Given instruction.
Please return the material below, from its start through the line containing "184 751 238 883", as a JSON list of strings with one string per line and blank lines omitted. Leave the pictures out of the list.

-- start Information shown --

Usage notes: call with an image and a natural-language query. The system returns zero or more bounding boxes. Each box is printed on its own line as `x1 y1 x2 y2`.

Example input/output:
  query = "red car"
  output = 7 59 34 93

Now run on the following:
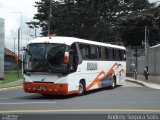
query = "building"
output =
0 18 5 79
4 48 17 70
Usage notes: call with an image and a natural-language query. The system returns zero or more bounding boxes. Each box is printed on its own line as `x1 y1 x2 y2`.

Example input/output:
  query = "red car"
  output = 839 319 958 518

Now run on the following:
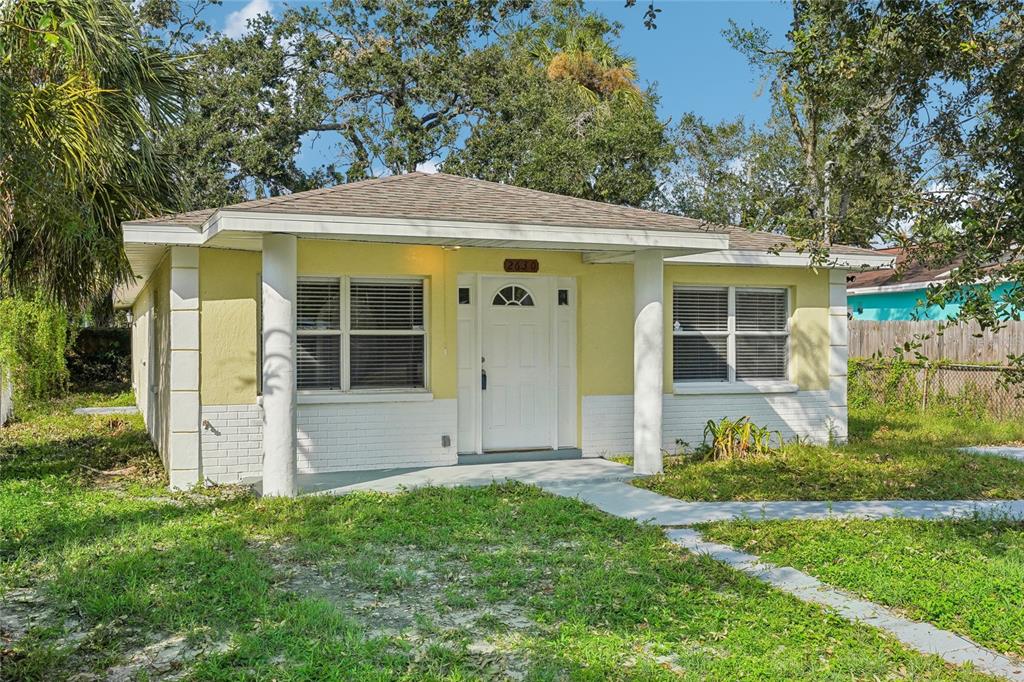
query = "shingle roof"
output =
846 249 962 290
126 173 872 254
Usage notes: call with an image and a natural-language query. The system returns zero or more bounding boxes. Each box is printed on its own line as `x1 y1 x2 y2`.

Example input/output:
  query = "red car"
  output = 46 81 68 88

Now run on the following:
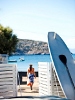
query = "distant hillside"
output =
13 39 49 54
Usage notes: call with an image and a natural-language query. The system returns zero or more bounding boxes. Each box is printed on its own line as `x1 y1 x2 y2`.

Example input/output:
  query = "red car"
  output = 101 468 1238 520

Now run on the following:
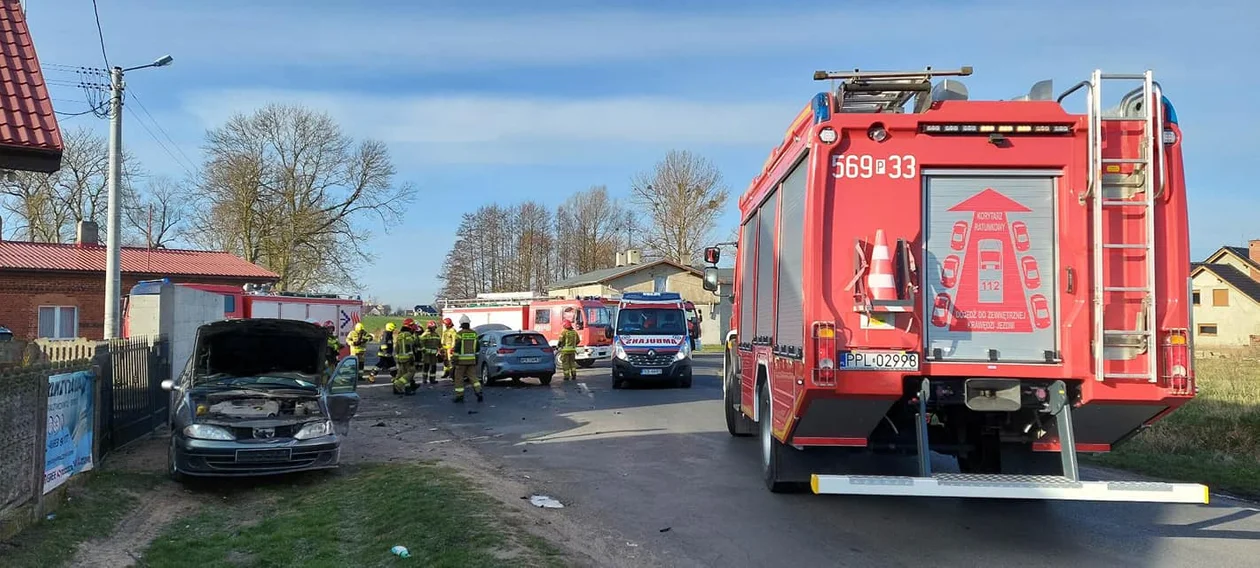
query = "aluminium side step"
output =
809 379 1208 505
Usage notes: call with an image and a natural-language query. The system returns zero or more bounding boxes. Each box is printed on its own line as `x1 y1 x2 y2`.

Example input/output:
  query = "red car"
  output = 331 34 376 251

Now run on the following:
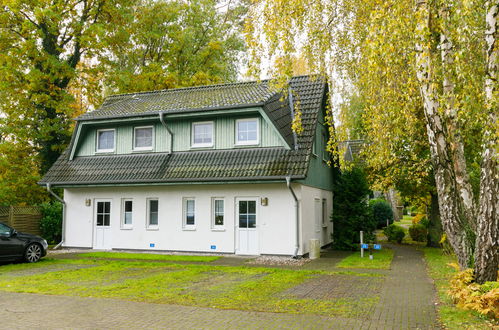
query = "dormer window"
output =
97 129 116 152
236 118 259 145
192 121 213 148
133 126 153 150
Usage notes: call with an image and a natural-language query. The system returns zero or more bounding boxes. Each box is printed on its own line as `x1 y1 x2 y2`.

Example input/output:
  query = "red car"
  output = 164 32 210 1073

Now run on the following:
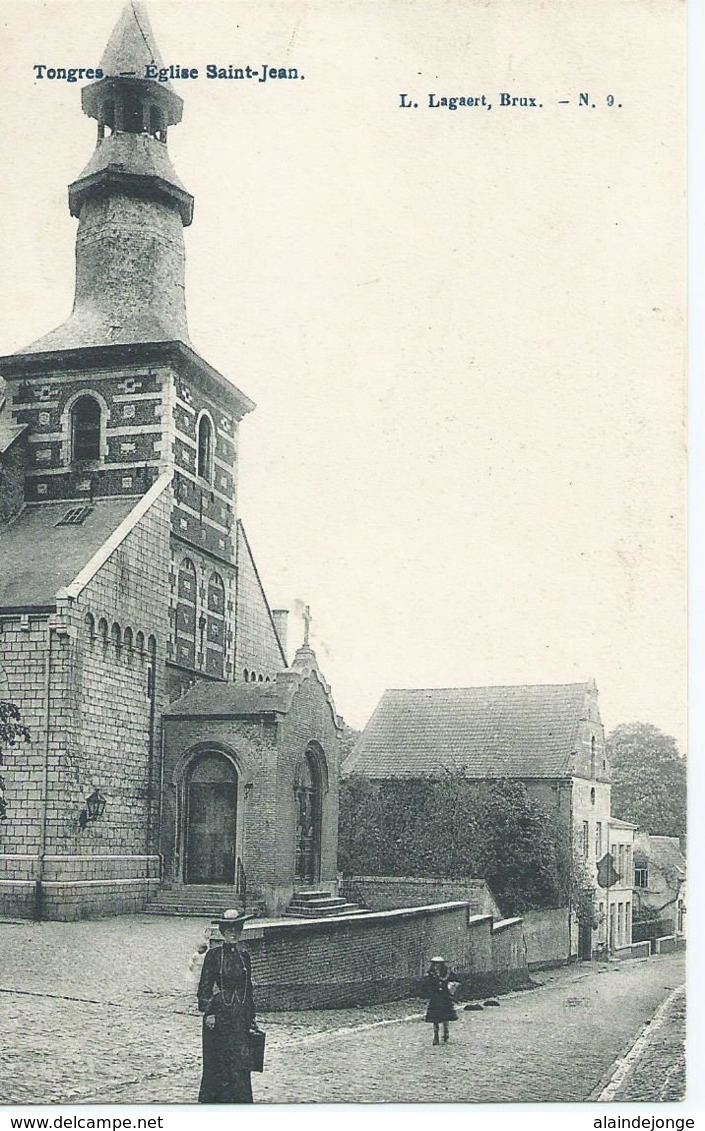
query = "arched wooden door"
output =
294 754 323 883
184 751 238 883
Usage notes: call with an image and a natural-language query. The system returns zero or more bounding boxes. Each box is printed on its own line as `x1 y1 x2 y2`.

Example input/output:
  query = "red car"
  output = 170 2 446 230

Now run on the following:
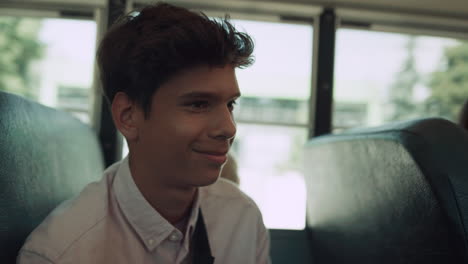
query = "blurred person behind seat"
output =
221 153 240 186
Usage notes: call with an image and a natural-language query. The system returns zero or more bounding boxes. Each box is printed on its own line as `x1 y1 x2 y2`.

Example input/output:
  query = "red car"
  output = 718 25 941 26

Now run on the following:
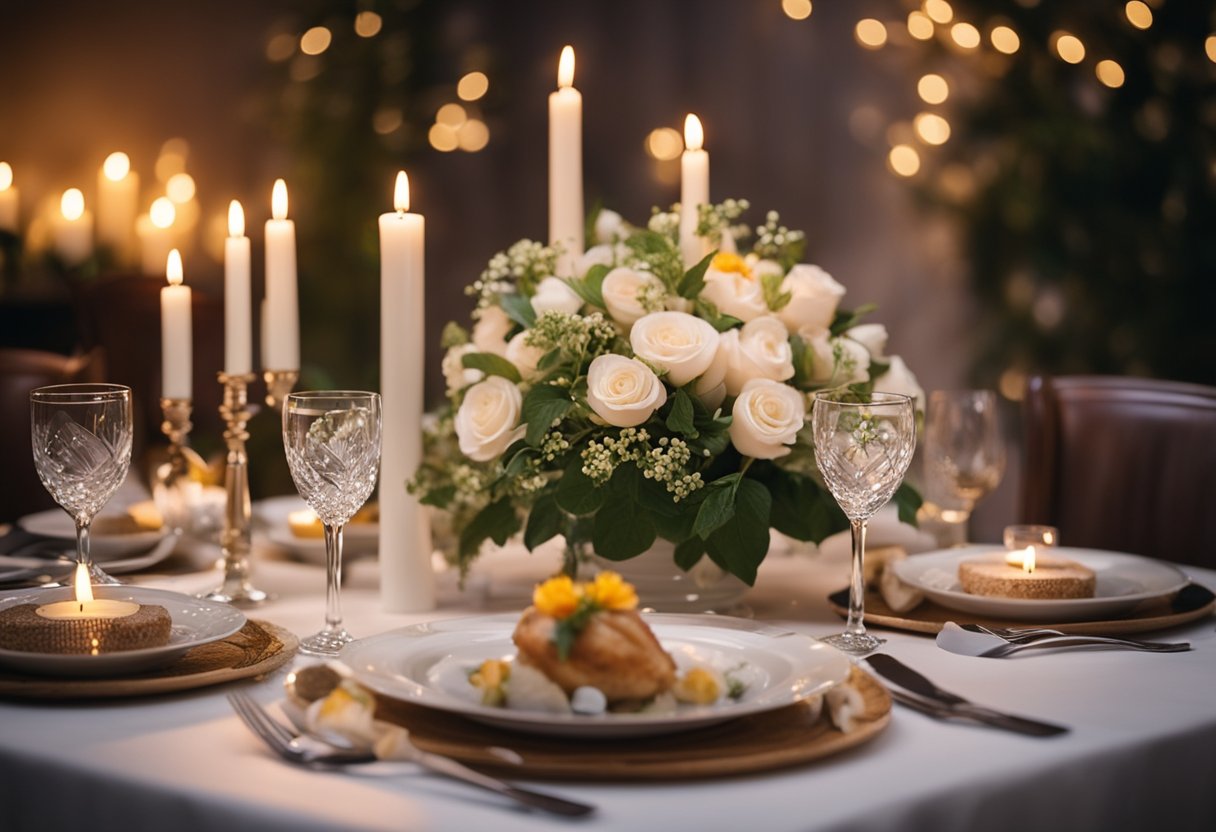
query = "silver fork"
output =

-- end Information shown --

Result.
[
  "Usage notes: call with an image and a natural-language query. The system returns zero or more bounding boxes. Each box is printed on its own line as `x1 y1 x2 y2`.",
  "Example input/output:",
  "  query = \"red car\"",
  "  output = 7 59 34 93",
  "Now run on the following:",
  "query = \"building\"",
  "output =",
  "0 18 5 79",
  "4 48 17 70",
  "Usage notes: call with an image and a natural-language query. The system returns zero or more bounding boxes. Each box is printed on its own line as `x1 y1 x2 y2`.",
  "Example input/output:",
  "  query = \"red car\"",
  "  output = 839 319 958 518",
  "Now run on the following:",
  "query = \"shingle roof\"",
  "output =",
  "846 249 962 290",
  "126 173 872 254",
  "Usage notes: call with an image and a natural-language query. The system returns zero or more bounding boxes. Each box is printed on its own line as `x1 y1 x2 y2`.",
  "Example input/output:",
  "  query = \"red car\"",
  "  output = 46 81 68 88",
  "Now run on the following:",
  "query = \"distant hillside\"",
  "output =",
  "13 39 49 54",
  "Usage notes: call with an image and a natural-language query. The system returns zero or more bounding boxes. Each box is printed on its own line as `x1 y1 x2 y2`.",
  "Example input/output:",
  "  query = \"red car\"",
  "  output = 101 468 1238 520",
  "Now run on the following:",
  "query = \"aluminium side step\"",
  "output =",
  "809 379 1208 505",
  "Usage notes: call with an image and a natural-language query. The system returns zero or more bounding boxes. Each box is printed on its own line as `x1 y1 x2 y2`.",
  "Example input/output:",
  "  query = \"red car\"",
  "  output = 331 34 376 251",
  "Now run on the following:",
  "query = \"dormer window\"",
  "output =",
  "97 129 116 152",
  "236 118 259 145",
  "192 121 213 148",
  "133 126 153 150",
  "Usage notes: call with an image and a natural-language query. The system returns zero or more bounding boxes. Each box is printed on its own line as `x1 y1 x2 y2`.",
  "Example input/output:",
  "  query = \"red car\"",
  "  output = 164 32 210 1073",
  "Now run on the following:",
  "query = \"arched wooden door\"",
  "output =",
  "294 754 323 883",
  "184 751 238 883"
]